(Records from a data collection)
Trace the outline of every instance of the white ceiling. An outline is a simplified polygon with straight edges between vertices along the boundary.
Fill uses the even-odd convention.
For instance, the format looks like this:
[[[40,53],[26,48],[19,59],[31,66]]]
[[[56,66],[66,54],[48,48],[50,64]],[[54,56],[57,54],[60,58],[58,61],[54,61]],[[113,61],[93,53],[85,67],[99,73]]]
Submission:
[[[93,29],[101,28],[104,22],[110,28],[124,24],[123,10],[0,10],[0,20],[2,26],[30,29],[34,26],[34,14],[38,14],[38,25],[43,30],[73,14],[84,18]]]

◆ AIM ◆
Collect each line of the records that contains the string "instance". Match case.

◆ CORRECT ANSWER ◆
Trace the outline of every instance of the white ceiling. An outline is a simplified polygon with straight edges between vertices along the boundary.
For instance, the format looks like this:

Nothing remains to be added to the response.